### Records provided

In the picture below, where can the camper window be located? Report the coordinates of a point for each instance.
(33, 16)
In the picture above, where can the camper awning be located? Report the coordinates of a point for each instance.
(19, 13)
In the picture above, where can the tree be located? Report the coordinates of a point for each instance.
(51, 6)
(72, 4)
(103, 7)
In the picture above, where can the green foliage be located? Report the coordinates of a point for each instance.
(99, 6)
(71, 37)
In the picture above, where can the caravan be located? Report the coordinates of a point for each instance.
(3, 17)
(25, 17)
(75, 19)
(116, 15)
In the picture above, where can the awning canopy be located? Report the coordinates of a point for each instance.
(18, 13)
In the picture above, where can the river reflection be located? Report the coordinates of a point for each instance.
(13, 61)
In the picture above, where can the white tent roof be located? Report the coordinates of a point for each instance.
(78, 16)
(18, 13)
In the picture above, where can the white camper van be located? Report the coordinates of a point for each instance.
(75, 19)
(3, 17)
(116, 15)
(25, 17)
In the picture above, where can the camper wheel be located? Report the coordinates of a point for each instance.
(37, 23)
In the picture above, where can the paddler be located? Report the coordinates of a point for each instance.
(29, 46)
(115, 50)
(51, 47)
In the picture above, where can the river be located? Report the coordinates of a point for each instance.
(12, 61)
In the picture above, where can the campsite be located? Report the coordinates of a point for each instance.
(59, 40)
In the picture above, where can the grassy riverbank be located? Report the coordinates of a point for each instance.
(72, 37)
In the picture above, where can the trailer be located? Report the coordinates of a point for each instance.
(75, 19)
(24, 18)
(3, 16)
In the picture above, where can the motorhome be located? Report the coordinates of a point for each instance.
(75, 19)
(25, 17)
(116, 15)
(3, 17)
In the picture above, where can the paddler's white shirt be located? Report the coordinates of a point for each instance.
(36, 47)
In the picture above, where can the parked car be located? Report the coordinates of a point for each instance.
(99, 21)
...
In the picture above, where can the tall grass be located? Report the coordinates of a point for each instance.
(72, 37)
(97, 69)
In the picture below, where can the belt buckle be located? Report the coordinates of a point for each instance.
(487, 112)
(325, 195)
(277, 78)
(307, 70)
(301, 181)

### Aim of the exercise
Count the lines above that contain the word "below", and give only that number.

### Written reply
2